Exercise brief: In one to three sentences, explain why the article on barrister training and the CLP Examination says a memorised answer is not enough to pass.

BEGIN Extract provided

One of the purposes of the requirements is to ensure prospective barristers are able to demonstrate the competences outlined in the “Professional Statement for Barristers incorporating the Threshold Standard and Competences.”

The Professional Statement, which is also published by the BSB, describes the knowledge, skills and attributes that all barristers will have on “day one” of practice.

For the first of the three components of the training — that is, the academic component — prospective barristers will have to demonstrate the knowledge and understanding of the key concepts and principles of public and private law, and will have to be able to apply the knowledge and understanding as necessary.

Prospective barristers, therefore, will have to be able to comprehend and accurately apply to factual situations the principles of law and rules of procedure and practice.

They will have to demonstrate originality in the application of knowledge, and a practical understanding of how law and practice is used in the solution of legal problems.

In academic programmes at institutions of higher learning, these are referred to as learning outcomes (LOs). Students who are able to demonstrate not only knowledge and understanding but the application of the relevant law and legal practice will have successfully completed the course or programme. (Emphasis added) In other words, they will have achieved the learning outcomes.

One can see that to achieve the LOs, the memorisation of the law and principles alone will not do. The law and principles must be applied to the factual situations. And it must be the relevant law and rules of procedure and practice that are to be applied.

The 2022 Certificate of Legal Practice (CLP) Examination begins today. — Unsplash pic
The 2022 Certificate of Legal Practice (CLP) Examination begins today. — Unsplash pic

That is why it boggles the mind that some candidates of the CLP Examination are still “confused” and “bewildered” after being told at the pre-examination briefing that many candidates had failed because they produced memorised answers.

A memorised answer may accurately state the relevant law and rules of procedure and practice. But no two factual situations are the same. The candidates will have to be able to apply to the factual situations in the examinations, the law and the rules.

The members of the panel at the briefing were right to advise the candidates to refrain from producing memorised answers if they wanted to pass. The briefing was not the first to be held with the CLP candidates.

END Extract provided
BEGIN Extracted information

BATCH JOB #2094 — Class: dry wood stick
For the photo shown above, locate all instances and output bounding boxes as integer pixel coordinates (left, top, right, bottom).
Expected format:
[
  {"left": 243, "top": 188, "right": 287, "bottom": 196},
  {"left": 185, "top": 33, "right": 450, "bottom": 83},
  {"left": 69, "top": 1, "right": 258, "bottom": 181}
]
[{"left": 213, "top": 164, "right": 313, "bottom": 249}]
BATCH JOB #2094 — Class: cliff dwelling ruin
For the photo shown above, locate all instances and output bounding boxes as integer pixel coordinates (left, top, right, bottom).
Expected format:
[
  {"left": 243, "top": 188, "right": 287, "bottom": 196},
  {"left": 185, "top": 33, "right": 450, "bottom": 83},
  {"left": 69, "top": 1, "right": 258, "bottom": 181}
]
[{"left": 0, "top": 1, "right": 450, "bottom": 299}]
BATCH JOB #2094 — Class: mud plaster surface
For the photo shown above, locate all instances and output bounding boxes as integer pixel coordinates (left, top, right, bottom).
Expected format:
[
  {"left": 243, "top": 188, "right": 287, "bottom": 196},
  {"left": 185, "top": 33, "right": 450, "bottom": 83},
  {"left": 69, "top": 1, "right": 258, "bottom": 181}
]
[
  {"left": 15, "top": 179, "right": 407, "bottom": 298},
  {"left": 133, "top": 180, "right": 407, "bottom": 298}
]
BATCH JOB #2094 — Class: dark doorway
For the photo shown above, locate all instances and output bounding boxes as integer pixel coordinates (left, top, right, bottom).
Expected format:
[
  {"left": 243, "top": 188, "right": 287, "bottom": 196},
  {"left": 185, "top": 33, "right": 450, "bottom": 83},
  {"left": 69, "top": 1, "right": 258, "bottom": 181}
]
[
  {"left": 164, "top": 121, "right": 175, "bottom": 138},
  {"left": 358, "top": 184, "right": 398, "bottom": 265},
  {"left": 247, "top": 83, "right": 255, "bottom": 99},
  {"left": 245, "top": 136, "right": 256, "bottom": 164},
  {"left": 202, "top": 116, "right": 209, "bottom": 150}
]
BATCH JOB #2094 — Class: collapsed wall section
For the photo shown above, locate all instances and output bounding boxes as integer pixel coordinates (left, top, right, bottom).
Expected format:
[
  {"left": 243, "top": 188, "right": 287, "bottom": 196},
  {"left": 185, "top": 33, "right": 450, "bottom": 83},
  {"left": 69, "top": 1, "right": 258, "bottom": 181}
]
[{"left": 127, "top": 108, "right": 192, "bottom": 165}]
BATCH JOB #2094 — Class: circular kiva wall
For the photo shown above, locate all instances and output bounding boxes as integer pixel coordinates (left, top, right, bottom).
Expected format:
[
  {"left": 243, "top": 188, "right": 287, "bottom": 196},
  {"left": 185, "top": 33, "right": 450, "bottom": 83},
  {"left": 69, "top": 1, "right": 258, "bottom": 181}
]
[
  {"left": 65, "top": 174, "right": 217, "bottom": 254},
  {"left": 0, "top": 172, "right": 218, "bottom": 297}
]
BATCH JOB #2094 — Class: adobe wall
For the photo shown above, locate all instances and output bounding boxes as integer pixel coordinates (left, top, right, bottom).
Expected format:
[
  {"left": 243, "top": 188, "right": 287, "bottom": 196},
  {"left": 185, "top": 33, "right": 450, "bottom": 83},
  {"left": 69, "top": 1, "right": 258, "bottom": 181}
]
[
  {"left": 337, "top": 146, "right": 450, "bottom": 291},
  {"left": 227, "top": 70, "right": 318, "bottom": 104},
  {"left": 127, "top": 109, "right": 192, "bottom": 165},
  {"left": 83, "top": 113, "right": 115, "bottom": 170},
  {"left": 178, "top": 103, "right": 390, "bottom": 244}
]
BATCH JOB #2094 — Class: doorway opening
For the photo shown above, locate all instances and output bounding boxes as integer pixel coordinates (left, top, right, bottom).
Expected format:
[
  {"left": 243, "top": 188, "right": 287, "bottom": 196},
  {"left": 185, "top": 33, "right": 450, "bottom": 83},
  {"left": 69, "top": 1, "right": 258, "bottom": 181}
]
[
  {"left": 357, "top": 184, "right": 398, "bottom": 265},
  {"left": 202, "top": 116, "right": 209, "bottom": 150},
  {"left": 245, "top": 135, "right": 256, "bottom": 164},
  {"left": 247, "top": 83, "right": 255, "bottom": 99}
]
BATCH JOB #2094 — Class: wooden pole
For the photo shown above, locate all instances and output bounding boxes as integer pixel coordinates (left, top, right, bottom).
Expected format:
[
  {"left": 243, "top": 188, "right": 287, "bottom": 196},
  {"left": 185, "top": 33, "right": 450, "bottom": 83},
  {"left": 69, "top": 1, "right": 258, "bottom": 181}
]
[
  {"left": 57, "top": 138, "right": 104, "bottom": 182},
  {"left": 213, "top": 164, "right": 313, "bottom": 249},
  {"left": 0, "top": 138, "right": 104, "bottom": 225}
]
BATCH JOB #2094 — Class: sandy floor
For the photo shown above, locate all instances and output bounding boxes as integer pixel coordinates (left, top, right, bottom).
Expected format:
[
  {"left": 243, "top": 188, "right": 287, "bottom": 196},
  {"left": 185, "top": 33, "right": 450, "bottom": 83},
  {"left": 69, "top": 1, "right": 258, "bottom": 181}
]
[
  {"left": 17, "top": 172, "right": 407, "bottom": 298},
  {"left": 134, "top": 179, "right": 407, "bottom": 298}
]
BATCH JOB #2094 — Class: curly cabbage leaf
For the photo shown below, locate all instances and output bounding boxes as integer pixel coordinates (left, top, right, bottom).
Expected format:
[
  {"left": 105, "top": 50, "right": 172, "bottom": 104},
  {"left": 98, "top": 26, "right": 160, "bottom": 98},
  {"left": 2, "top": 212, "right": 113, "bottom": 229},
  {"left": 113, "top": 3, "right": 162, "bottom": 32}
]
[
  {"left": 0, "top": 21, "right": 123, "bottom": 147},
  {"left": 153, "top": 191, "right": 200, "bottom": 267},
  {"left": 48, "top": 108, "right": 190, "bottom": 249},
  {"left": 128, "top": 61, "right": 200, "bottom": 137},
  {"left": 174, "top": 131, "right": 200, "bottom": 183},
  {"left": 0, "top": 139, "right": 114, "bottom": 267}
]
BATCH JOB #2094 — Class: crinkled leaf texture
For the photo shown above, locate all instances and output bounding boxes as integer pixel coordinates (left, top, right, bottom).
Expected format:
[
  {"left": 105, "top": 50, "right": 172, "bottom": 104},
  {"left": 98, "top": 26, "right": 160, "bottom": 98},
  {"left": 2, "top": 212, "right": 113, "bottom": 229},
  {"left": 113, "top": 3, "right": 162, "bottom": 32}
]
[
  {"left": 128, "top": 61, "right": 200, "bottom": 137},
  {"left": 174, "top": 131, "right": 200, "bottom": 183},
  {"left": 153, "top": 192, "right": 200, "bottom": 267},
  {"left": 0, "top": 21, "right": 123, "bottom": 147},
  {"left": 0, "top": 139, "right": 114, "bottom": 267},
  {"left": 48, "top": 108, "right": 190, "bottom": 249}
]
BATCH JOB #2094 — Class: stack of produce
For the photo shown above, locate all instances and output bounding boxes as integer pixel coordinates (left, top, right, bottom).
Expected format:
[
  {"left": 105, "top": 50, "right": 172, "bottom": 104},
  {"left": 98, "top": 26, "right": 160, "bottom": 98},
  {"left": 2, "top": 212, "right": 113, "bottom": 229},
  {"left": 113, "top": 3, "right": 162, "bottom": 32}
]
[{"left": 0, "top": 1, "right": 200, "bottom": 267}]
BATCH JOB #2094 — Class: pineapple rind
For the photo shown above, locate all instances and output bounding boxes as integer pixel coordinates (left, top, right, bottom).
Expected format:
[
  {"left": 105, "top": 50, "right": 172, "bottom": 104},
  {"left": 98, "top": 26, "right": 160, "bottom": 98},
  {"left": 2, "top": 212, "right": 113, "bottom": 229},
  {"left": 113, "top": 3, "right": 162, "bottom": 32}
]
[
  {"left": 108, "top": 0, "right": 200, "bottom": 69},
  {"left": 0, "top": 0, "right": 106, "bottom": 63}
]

END Extracted information

Answer to the problem: A memorised answer may state the relevant law and rules of procedure and practice accurately, but no two factual situations are the same. Candidates must apply the relevant law and rules to the factual situations in the examination. Memorising the law and principles alone will not achieve the learning outcomes.